*** Opening of Document extract ***
Canada as An Emerging Energy Superproducer explores the meaning of the term “energy superpower” and whether Canada could become an energy superpower or a superproducer of energy. It also examines how Canada’s energy resources, production, and net exports rank from a global perspective and provides an overview of the economic benefits flowing from energy resource production, including the royalty payments that flow to governments, and interprovincial energy trade.
Prime Minister Stephen Harper’s government has frequently referred to Canada becoming an “energy superpower”—a term usually reserved for countries that are in a position to leverage their market power with respect to energy exports and are willing to exercise opportunities to do so. Canada is not about to become or striving to be an energy superpower but yet is clearly on the verge of becoming a superproducer of energy. Because Canada is energy self-sufficient most of the increase in oil, gas, uranium and hydroelectric production will be exported. Consequently, Canada is bound to soon be one of the world’s largest exporters of energy commodities.
Increased energy resource development, production and interprovincial trade will bring substantial economic benefits. The energy resource sector is already a large employer and contributor to Canada’s GDP. But the construction and operation of expanded and new energy commodity production and transportation facilities will bring tremendous additional economic benefits in terms of employment, labour income and economic growth. This will raise household incomes and provide individuals and families with improved living standards.
*** Close of Document extract ***
__Tasks to carry out__:
1. Transcribe the stretch of the text on Canada as an energy superproducer from "Prime Minister Stephen" through "of energy commodities.".
2. Pick up the text on Canada as an energy superproducer after its final sentence and carry it on.
*** Opening of Data supplied ***
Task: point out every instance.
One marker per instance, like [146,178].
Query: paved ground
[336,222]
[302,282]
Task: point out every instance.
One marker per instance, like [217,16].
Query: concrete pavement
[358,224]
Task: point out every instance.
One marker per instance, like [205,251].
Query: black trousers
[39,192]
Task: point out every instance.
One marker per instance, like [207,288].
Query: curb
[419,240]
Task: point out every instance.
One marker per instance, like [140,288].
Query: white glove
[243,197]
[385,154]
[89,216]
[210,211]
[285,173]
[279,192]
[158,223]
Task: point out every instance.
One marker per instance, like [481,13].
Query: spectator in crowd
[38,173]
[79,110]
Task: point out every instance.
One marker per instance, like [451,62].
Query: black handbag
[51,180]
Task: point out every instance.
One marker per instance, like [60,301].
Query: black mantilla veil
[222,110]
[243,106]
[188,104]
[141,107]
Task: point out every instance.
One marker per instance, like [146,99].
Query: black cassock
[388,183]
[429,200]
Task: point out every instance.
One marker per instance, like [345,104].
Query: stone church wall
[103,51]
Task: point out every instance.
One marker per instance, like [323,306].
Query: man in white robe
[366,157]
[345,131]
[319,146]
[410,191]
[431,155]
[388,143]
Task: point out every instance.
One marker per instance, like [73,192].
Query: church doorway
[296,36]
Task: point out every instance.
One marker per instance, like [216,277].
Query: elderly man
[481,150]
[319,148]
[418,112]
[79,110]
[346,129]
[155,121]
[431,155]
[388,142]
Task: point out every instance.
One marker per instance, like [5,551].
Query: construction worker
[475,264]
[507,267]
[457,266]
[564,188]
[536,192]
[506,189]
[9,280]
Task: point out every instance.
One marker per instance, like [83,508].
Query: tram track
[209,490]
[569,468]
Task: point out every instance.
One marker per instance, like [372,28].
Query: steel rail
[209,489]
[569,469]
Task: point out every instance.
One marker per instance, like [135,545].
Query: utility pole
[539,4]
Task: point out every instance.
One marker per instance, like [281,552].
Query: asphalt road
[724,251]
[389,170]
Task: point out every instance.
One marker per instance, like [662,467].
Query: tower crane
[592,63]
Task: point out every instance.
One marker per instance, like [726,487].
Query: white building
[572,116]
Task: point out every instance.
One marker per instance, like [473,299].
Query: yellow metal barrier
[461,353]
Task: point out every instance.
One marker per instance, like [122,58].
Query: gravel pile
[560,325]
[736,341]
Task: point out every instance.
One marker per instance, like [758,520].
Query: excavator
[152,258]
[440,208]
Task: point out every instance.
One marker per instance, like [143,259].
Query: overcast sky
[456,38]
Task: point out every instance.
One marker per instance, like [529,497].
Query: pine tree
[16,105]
*** Close of Data supplied ***
__Answer set__:
1.
Prime Minister Stephen Harper’s government has frequently referred to Canada becoming an “energy superpower”—a term usually reserved for countries that are in a position to leverage their market power with respect to energy exports and are willing to exercise opportunities to do so. Canada is not about to become or striving to be an energy superpower but yet is clearly on the verge of becoming a superproducer of energy. Because Canada is energy self-sufficient most of the increase in oil, gas, uranium and hydroelectric production will be exported. Consequently, Canada is bound to soon be one of the world’s largest exporters of energy commodities.

2.
Another benefit of becoming a superproducer of energy will be increased government revenues from production royalties and fees. Canada’s energy resource producers already contribute at least $19 billion to governments each year in the form of royalties, lease payments and fees. Going forward, these payments can be expected to increase as petroleum and uranium production increase and new hydro facilities are built. Growth in oil sands bitumen production alone could contribute as much as $50 billion per year to the Alberta government by 2033 compared with $4.5 billion in 2011.
The study concludes that further growth in energy production would be of net benefit for Canadians as long as the risks associated with becoming an energy superproducer and net energy exporter are managed to avoid or minimize any negative impacts that energy sector growth could have on other areas of the economy.